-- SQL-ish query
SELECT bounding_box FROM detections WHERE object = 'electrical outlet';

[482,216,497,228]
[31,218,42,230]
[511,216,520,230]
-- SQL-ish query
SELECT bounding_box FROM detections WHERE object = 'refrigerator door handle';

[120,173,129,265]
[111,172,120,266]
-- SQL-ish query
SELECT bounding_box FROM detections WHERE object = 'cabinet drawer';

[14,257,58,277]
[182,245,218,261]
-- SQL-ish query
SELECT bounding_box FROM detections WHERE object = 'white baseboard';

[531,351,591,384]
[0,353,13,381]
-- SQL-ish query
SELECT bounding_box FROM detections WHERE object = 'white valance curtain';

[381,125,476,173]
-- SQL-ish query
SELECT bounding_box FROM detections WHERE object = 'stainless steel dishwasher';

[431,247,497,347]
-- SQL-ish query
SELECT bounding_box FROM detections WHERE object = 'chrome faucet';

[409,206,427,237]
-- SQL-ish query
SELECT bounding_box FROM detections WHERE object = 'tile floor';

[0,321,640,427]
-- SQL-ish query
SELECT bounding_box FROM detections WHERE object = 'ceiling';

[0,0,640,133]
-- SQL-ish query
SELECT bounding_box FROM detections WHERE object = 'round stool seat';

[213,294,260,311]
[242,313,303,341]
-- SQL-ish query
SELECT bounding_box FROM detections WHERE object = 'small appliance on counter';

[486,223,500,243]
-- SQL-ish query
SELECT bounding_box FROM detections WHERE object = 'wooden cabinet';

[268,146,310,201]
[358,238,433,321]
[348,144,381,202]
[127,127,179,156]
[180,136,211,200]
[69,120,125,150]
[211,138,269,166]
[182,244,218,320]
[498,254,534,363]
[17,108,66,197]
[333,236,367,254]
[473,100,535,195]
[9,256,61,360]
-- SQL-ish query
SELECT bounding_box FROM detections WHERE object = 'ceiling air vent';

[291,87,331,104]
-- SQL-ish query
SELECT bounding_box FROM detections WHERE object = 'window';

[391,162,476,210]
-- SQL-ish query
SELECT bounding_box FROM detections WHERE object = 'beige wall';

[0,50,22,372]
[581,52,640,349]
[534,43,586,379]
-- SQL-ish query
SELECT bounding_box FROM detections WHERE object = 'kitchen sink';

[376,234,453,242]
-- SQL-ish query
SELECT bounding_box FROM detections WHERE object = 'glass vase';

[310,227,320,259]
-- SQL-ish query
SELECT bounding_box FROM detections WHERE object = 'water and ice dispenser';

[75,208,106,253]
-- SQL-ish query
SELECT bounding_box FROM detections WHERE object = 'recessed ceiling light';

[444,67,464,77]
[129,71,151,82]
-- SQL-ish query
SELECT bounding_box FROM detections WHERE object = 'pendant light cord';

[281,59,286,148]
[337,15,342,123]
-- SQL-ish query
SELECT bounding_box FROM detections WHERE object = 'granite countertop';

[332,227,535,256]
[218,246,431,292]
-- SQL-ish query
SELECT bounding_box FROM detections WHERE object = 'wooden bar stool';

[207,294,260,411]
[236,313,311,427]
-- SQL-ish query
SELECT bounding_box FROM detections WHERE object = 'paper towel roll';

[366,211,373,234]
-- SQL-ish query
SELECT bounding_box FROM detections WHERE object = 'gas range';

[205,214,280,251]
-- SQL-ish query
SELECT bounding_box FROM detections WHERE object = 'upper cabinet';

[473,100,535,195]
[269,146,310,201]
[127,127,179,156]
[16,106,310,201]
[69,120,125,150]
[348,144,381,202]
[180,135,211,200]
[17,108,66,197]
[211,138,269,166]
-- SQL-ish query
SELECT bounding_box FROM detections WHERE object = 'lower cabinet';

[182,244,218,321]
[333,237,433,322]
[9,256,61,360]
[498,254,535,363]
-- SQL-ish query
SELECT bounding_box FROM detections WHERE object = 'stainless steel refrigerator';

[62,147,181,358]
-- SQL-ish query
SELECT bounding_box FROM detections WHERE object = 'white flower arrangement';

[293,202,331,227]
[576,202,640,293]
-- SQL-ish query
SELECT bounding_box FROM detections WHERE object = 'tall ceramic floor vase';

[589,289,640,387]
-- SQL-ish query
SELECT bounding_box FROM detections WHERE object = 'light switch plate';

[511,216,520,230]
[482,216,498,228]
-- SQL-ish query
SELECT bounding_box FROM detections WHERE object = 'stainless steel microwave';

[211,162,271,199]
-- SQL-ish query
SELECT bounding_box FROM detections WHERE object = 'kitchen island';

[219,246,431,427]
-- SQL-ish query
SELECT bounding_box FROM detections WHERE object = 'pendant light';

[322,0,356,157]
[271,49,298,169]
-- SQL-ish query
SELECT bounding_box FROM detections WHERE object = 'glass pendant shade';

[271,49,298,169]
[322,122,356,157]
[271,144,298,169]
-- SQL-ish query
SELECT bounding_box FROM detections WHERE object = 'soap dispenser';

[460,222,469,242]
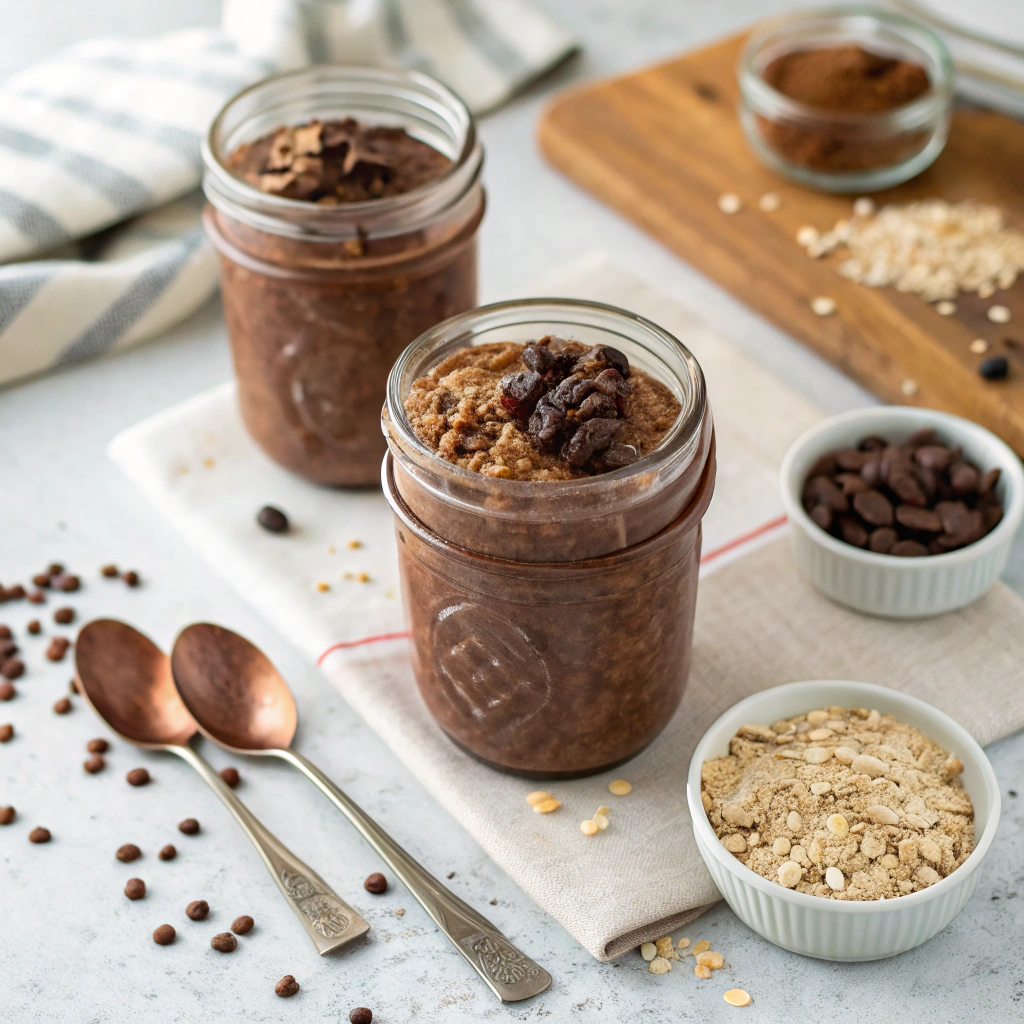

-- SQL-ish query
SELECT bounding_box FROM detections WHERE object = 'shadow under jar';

[383,299,716,778]
[203,66,484,486]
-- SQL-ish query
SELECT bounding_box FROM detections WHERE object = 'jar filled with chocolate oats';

[203,66,484,485]
[383,299,716,778]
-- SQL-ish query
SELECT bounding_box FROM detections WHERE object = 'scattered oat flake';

[797,224,821,249]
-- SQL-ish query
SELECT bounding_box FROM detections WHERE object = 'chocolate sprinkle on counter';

[273,974,299,999]
[185,899,210,921]
[125,879,145,899]
[256,505,289,534]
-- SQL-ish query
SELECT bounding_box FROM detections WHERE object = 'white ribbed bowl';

[780,406,1024,618]
[686,680,999,961]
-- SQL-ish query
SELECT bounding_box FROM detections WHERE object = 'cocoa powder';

[758,46,931,173]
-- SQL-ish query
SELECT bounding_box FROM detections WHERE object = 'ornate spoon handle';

[174,746,370,956]
[278,750,551,1002]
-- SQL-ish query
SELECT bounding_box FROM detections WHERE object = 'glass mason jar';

[737,6,953,193]
[383,299,715,778]
[203,66,484,485]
#####
◆ **SHORT PROBLEM**
Present every line of the records above as a JSON list of strings, one string per line, with blank lines omitted. Leave the pictures out of the answer.

◆ **EXERCISE RESPONSE**
[
  "-- SQL-ish query",
  "SELECT bounding_box FROM detections WHERE object = 'electrical outlet';",
  "[482,216,497,228]",
  "[31,218,42,230]",
  "[511,216,520,230]",
  "-- SQL-ish query",
  "SELECT bounding_box FROM detections WHERE object = 'refrigerator door handle';",
  "[120,173,129,265]",
  "[111,172,120,266]",
  "-- SQL-ish query",
  "SELECT bounding_box FROM detections WHERE object = 'cabinet drawer';",
  "[14,257,58,277]",
  "[182,245,218,261]",
  "-- SQL-ish query",
  "SELECT bounding_box FROM detections WHERE object = 'white baseboard';",
  "[531,351,591,384]",
  "[0,353,13,381]",
  "-- SQL-ish query",
  "SELECT bounding_box FROM detections WHERE object = 'white valance curtain';",
  "[381,125,476,173]",
  "-- SQL-ish query",
  "SELECT bounding_box FROM detections WHERE object = 'stainless steel dishwasher';",
  "[431,247,497,347]",
  "-- SQL-ish query",
  "SELECT bounding_box FROM detections WHERE object = 'chrome faucet';",
  "[409,206,427,237]",
  "-- SQL-ish query",
  "SELECT bounding_box FROM detections WHERE object = 'tile floor';",
  "[0,321,640,427]",
  "-- SQL-ish query",
  "SELECT bounding_box FROM detections WHERE object = 'ceiling';",
  "[0,0,640,133]",
  "-- SQL-ish query",
  "SELECT bounding_box FROM detections WHERE object = 'round stool seat';",
  "[213,294,260,311]",
  "[242,313,303,341]",
  "-- SQL-ish query",
  "SELECT bounding_box FROM detections WHERE object = 'small appliance on counter';",
  "[486,223,500,243]",
  "-- SQL-ish query",
  "SELECT bounding_box FROM detections WHERE object = 'wooden cabinet';",
  "[268,146,310,201]",
  "[358,238,433,321]",
  "[348,144,381,202]",
  "[127,127,179,156]",
  "[180,136,211,200]",
  "[69,120,125,150]",
  "[211,138,269,166]",
  "[182,244,218,320]",
  "[498,254,534,363]",
  "[17,108,66,197]",
  "[333,236,367,254]",
  "[473,100,535,195]",
  "[9,256,61,360]",
  "-- SQL-ish query",
  "SELECT bounding_box FROM detections WHERE object = 'ceiling air vent';",
  "[291,87,331,104]",
  "-- SQL-ish query",
  "SELECT bounding_box FROM detections WHERE object = 'window';",
  "[391,162,476,210]",
  "-- SQL-ish query",
  "SELECT bounding_box FROM detections WHERE object = 'beige wall';",
  "[0,50,22,372]",
  "[581,52,640,349]",
  "[534,43,586,379]",
  "-- SQL-ish query",
  "SELECT bounding_box FROM detections WHERE object = 'kitchen sink';",
  "[376,234,453,242]",
  "-- SQL-ish query",
  "SELECT bounding_box FROM detections WHERE object = 'glass vase';",
  "[310,227,320,259]",
  "-- SQL-ish query",
  "SELECT bounding_box FROM detections WHERE object = 'water and ice dispenser';",
  "[75,208,106,253]",
  "-- SQL-ish query",
  "SELECT bounding_box FROM detections WHERE object = 'recessed ceiling light';",
  "[444,67,464,77]",
  "[129,71,151,82]",
  "-- SQL-ish query",
  "SELECT bounding_box FROM detections WHERE object = 'pendant light cord';",
  "[281,59,286,148]",
  "[337,15,342,123]",
  "-- SQL-ish query",
  "SELECT bounding_box FROM detections WHERE object = 'granite countertop';",
  "[332,227,535,256]",
  "[218,246,431,292]",
  "-- SQL-ish query",
  "SELECT bounding_box FROM detections WHERE object = 'wooden bar stool';",
  "[207,294,260,411]",
  "[236,313,311,427]",
  "-- SQL-ish query",
  "SELECT bounding_box FROM detections WHERE object = 'paper towel roll';",
  "[366,211,373,234]",
  "-- SQL-ish query",
  "SELECT bounding_box FROM detections WHERE object = 'gas range';",
  "[205,214,280,251]",
  "-- SQL-ish query",
  "SELECT bounding_box FROM detections WHERE object = 'upper cabinet';",
  "[473,100,535,195]",
  "[269,146,310,201]",
  "[127,127,179,156]",
  "[16,106,310,201]",
  "[69,120,125,150]",
  "[348,144,381,202]",
  "[180,135,211,200]",
  "[17,108,66,197]",
  "[211,138,269,166]",
  "-- SQL-ish query",
  "SELECT bounding_box FROM detections WHERE object = 'lower cabinet';",
  "[182,244,218,321]",
  "[333,237,433,322]",
  "[9,256,61,360]",
  "[498,254,535,363]",
  "-- SQL-ish query",
  "SELECT bounding_box FROM detections WHERE object = 'stainless steel refrigerator';",
  "[62,147,181,358]",
  "-- SQL-ish query",
  "SELECT bounding_box FROM detections WHERE object = 'white flower arrangement';",
  "[293,202,331,227]",
  "[576,202,640,293]",
  "-- SQL-ish query",
  "SELECT bounding_box FROM detections WHERE object = 'tall ceramic floor vase';",
  "[589,289,640,387]",
  "-- SQL-ish query",
  "SELECT bounding_box FROM detections WHERE object = 'light switch plate';",
  "[511,216,520,230]",
  "[482,216,498,228]",
  "-- SQL-ish query",
  "SELECT bounding_box FROM detections WHERE object = 'stainless steel microwave';",
  "[211,162,271,199]",
  "-- SQL-ish query",
  "SELECT bounding_box FROM detections WHERE object = 'kitchen island';",
  "[219,246,431,427]",
  "-- SQL-ish query",
  "SELECT bounding_box FROM detections WHERE object = 'pendant light';",
  "[322,0,356,157]",
  "[271,49,298,169]",
  "-- SQL-ish query",
  "SELECT bounding_box FROM detections WHERE object = 'glass pendant shade';",
  "[271,49,298,169]",
  "[322,122,356,157]",
  "[271,144,298,169]",
  "-- SQL-ish query",
  "SELECT bounding_box FROM detections WHERE object = 'soap dispenser';",
  "[460,222,469,242]",
  "-- SQL-ish query",
  "SELECT bounding_box FROM detections WHERE object = 'shadow under jar';",
  "[383,299,716,778]",
  "[203,66,484,486]",
  "-- SQL-ish query",
  "SELECT bounding_box FROM detections WHERE object = 'jar filled with chocolate oats';",
  "[203,66,484,485]",
  "[383,299,716,778]",
  "-- SQL-ish query",
  "SELECT bounding_box FROM detections WHERE object = 'scattered oat flake';",
  "[797,224,821,249]",
  "-- SQL-ish query",
  "SELECT bounding_box FROM detections WHERE object = 'chocolate sprinkle on counter';",
  "[273,974,299,999]",
  "[185,899,210,921]",
  "[125,879,145,899]",
  "[256,505,289,534]",
  "-- SQL-ish query",
  "SELECT bounding_box FROM detections WHERE object = 'white ribbed bowl';",
  "[780,406,1024,618]",
  "[686,680,999,961]",
  "-- SQL-ish query",
  "SELECT bounding_box FROM detections WHERE object = 'cocoa powder';",
  "[758,46,931,173]",
  "-- SQL-ish query",
  "SELECT bounding_box FROM detections WHERE object = 'ornate spoon handle';",
  "[174,746,370,956]",
  "[278,750,551,1002]",
  "-- SQL-ish query",
  "SELECT bounding_box FROM detections WHERE object = 'glass mason jar';",
  "[737,6,953,193]",
  "[383,299,715,778]",
  "[203,66,484,485]"
]